• _What the exercise asks_: Output the lines of the records as a numbered list, beginning at the start of the records and ending with the line that contains "positive clicks: (381, 52)", skipping blank lines. Leave the pictures out.

[Dataset items]
-- Opening Marker --

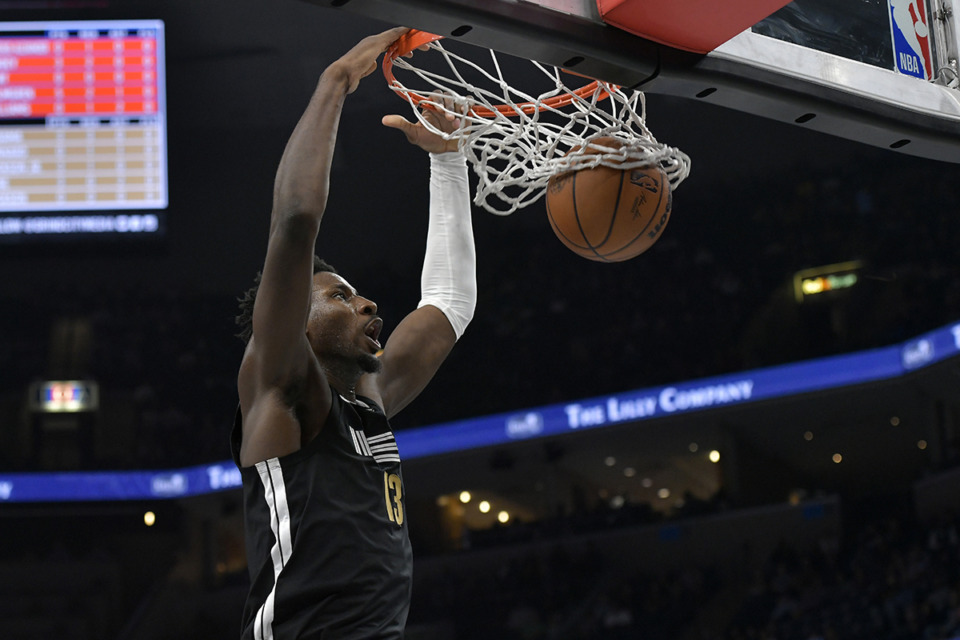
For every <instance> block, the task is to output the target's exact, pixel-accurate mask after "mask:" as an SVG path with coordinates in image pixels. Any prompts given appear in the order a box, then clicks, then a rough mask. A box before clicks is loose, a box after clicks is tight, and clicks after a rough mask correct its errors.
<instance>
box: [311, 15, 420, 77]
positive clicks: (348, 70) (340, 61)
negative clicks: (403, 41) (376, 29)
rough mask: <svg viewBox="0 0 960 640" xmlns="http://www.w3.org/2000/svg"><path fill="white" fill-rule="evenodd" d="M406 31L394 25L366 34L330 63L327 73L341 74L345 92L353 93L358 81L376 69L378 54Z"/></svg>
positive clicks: (381, 52) (385, 50) (389, 46)
mask: <svg viewBox="0 0 960 640" xmlns="http://www.w3.org/2000/svg"><path fill="white" fill-rule="evenodd" d="M407 31H409V29H408V28H407V27H394V28H393V29H388V30H386V31H384V32H382V33H378V34H376V35H372V36H367V37H366V38H364V39H363V40H361V41H360V42H358V43H357V44H356V45H355V46H354V47H353V49H350V51H348V52H347V53H345V54H344V55H343V56H341V57H340V59H339V60H337V61H336V62H334V63H333V64H331V65H330V66H329V67H328V69H327V73H336V74H342V77H343V78H344V79H345V80H346V82H347V93H353V92H354V91H356V89H357V85H359V84H360V81H361V80H363V79H364V78H365V77H367V76H368V75H370V74H371V73H373V72H374V71H375V70H376V68H377V59H378V58H379V57H380V54H382V53H383V52H384V51H386V50H387V49H389V48H390V45H392V44H393V43H394V42H396V41H397V39H398V38H400V36H402V35H403V34H405V33H406V32H407Z"/></svg>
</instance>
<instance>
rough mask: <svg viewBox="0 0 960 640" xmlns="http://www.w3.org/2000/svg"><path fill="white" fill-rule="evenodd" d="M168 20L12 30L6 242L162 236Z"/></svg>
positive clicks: (0, 110) (115, 21)
mask: <svg viewBox="0 0 960 640" xmlns="http://www.w3.org/2000/svg"><path fill="white" fill-rule="evenodd" d="M163 42H164V40H163V22H162V21H160V20H128V21H117V20H109V21H106V20H105V21H73V22H0V241H3V240H13V239H18V240H23V239H26V238H28V237H30V236H42V237H47V238H49V237H50V236H51V235H57V236H68V235H74V234H81V235H89V234H130V235H156V234H157V233H158V232H160V231H162V227H163V224H162V222H163V218H162V215H160V214H161V212H160V211H159V210H163V209H165V208H166V207H167V144H166V111H165V86H164V50H163Z"/></svg>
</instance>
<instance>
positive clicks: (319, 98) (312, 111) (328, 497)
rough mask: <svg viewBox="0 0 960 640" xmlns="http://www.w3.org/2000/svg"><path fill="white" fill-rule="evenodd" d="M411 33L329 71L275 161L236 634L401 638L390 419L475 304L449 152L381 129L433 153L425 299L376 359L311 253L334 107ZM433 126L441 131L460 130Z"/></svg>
mask: <svg viewBox="0 0 960 640" xmlns="http://www.w3.org/2000/svg"><path fill="white" fill-rule="evenodd" d="M404 32H405V30H404V29H392V30H390V31H386V32H384V33H381V34H379V35H375V36H371V37H368V38H366V39H364V40H362V41H361V42H360V43H359V44H357V45H356V46H355V47H354V48H353V49H351V50H350V51H349V52H348V53H347V54H345V55H344V56H343V57H341V58H340V59H339V60H337V61H336V62H334V63H333V64H331V65H330V66H329V67H328V68H327V69H326V70H325V71H324V72H323V75H322V76H321V78H320V81H319V83H318V85H317V89H316V91H315V93H314V94H313V97H312V98H311V100H310V103H309V105H308V106H307V109H306V111H305V112H304V114H303V116H302V117H301V119H300V122H299V123H298V124H297V126H296V128H295V130H294V132H293V135H292V136H291V138H290V140H289V142H288V144H287V147H286V149H285V151H284V153H283V157H282V158H281V160H280V166H279V168H278V170H277V176H276V182H275V185H274V200H273V213H272V217H271V222H270V237H269V242H268V244H267V254H266V259H265V262H264V266H263V271H262V275H261V276H260V277H259V278H258V286H256V287H255V288H254V289H251V291H249V292H248V293H247V296H246V297H245V299H244V301H243V303H242V304H241V307H242V309H243V313H242V314H241V315H240V316H239V317H238V323H239V324H241V325H242V333H241V336H242V337H243V336H245V337H246V339H247V340H248V342H247V347H246V351H245V353H244V356H243V361H242V363H241V365H240V373H239V376H238V380H237V385H238V389H239V395H240V408H239V410H238V416H237V419H236V423H235V426H234V430H233V433H232V448H233V456H234V461H235V462H236V463H237V466H238V467H239V468H240V470H241V475H242V477H243V493H244V512H245V531H246V544H247V557H248V561H249V572H250V579H251V586H250V592H249V595H248V597H247V602H246V606H245V607H244V612H243V630H242V638H244V640H248V639H257V640H259V639H261V638H264V639H269V638H282V639H283V640H293V639H304V638H331V639H332V638H343V639H346V638H356V639H361V638H362V639H365V640H373V639H381V638H390V639H399V638H402V636H403V628H404V624H405V621H406V618H407V609H408V607H409V601H410V584H411V583H410V577H411V551H410V542H409V538H408V536H407V515H406V496H405V493H404V488H403V478H402V475H401V473H400V457H399V453H398V451H397V445H396V441H395V440H394V437H393V433H392V432H391V430H390V427H389V425H388V423H387V420H388V419H389V418H390V417H392V416H393V415H394V414H396V413H397V412H398V411H400V410H401V409H403V408H404V407H405V406H406V405H407V404H408V403H409V402H410V401H412V400H413V399H414V398H416V397H417V395H418V394H419V393H420V392H421V391H422V390H423V388H424V387H425V386H426V384H427V383H428V382H429V381H430V379H431V378H432V377H433V375H434V373H435V372H436V371H437V368H438V367H439V366H440V363H441V362H443V360H444V359H445V358H446V356H447V354H448V353H449V351H450V349H451V348H452V347H453V345H454V343H455V342H456V341H457V339H458V338H459V337H460V335H461V334H462V333H463V330H464V329H465V328H466V326H467V323H468V322H469V321H470V319H471V318H472V316H473V310H474V307H475V304H476V275H475V258H474V253H475V252H474V246H473V232H472V229H471V221H470V202H469V196H468V191H467V186H468V182H467V170H466V163H465V160H464V158H463V157H462V156H461V155H460V154H459V153H456V152H455V151H456V142H455V141H453V142H448V141H445V140H443V138H441V137H439V136H435V135H433V134H431V133H429V131H427V130H425V129H424V128H423V127H422V126H421V125H420V124H419V123H417V124H414V123H411V122H407V121H406V120H405V119H403V118H401V117H400V116H387V117H385V118H384V119H383V123H384V124H385V125H387V126H389V127H394V128H397V129H399V130H401V131H402V132H403V133H404V134H406V136H407V138H408V139H409V140H410V142H412V143H414V144H415V145H417V146H419V147H421V148H422V149H424V150H425V151H428V152H431V153H430V165H431V169H430V171H431V173H430V198H431V199H430V207H429V225H428V232H427V248H426V255H425V257H424V264H423V272H422V274H421V287H422V299H421V301H420V305H419V307H418V308H417V309H416V310H415V311H413V312H411V313H410V314H409V315H407V316H406V318H405V319H404V320H403V321H402V322H401V323H400V324H399V326H397V327H396V329H395V330H394V331H393V332H392V334H391V335H390V339H389V340H388V341H387V343H386V345H385V346H384V347H383V348H382V349H381V346H380V333H381V329H382V327H383V323H382V321H381V320H380V318H379V317H378V316H377V305H376V304H374V303H373V302H372V301H371V300H369V299H368V298H365V297H364V296H362V295H361V294H360V293H359V292H358V291H357V290H356V289H354V287H353V286H352V285H351V284H350V283H349V282H348V281H347V280H346V279H344V278H343V277H342V276H340V275H338V274H337V273H336V272H335V271H334V270H333V269H332V268H331V267H329V265H327V264H326V263H324V262H322V261H321V260H319V259H317V258H316V257H315V256H314V244H315V242H316V239H317V236H318V233H319V230H320V222H321V219H322V218H323V214H324V208H325V205H326V200H327V187H328V180H329V177H330V164H331V156H332V154H333V150H334V141H335V138H336V134H337V127H338V123H339V119H340V113H341V109H342V107H343V105H344V102H345V101H346V100H347V99H348V96H349V94H350V93H352V92H353V91H354V90H355V89H356V88H357V84H358V83H359V82H360V80H361V79H362V78H363V77H364V76H366V75H368V74H369V73H370V72H372V71H373V70H374V69H375V68H376V64H377V58H378V57H379V56H380V54H381V53H383V52H384V51H385V50H386V49H387V48H388V46H389V45H390V44H391V43H392V42H394V41H395V40H396V39H397V38H399V37H400V36H401V35H402V34H403V33H404ZM431 117H432V118H433V120H434V122H433V124H435V125H436V126H438V127H440V128H441V129H442V130H444V131H452V130H453V129H454V128H455V127H456V126H457V121H456V119H455V118H447V117H443V118H438V117H433V116H431ZM351 213H353V214H354V215H358V214H356V213H354V212H351ZM359 216H362V214H359ZM359 216H358V217H359ZM357 223H358V224H369V221H361V220H359V219H358V221H357Z"/></svg>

-- Closing Marker --

• _The answer_:
1. For every <instance> block, the task is to output the target's exact, pixel-accurate mask after "mask:" as an SVG path with coordinates in image pixels. Any prompts given appear in the order a box, then clicks, then a rough mask. A box before clicks is loose, a box after clicks is tight, and clicks after a rough mask correct its errors.
2. <instance>
3. box: [311, 15, 420, 77]
4. positive clicks: (348, 70) (340, 61)
5. negative clicks: (403, 41) (376, 29)
6. rough mask: <svg viewBox="0 0 960 640" xmlns="http://www.w3.org/2000/svg"><path fill="white" fill-rule="evenodd" d="M406 31L394 25L366 34L330 63L327 73L341 74L345 92L353 93L358 81L376 69L378 54Z"/></svg>
7. positive clicks: (381, 52) (385, 50) (389, 46)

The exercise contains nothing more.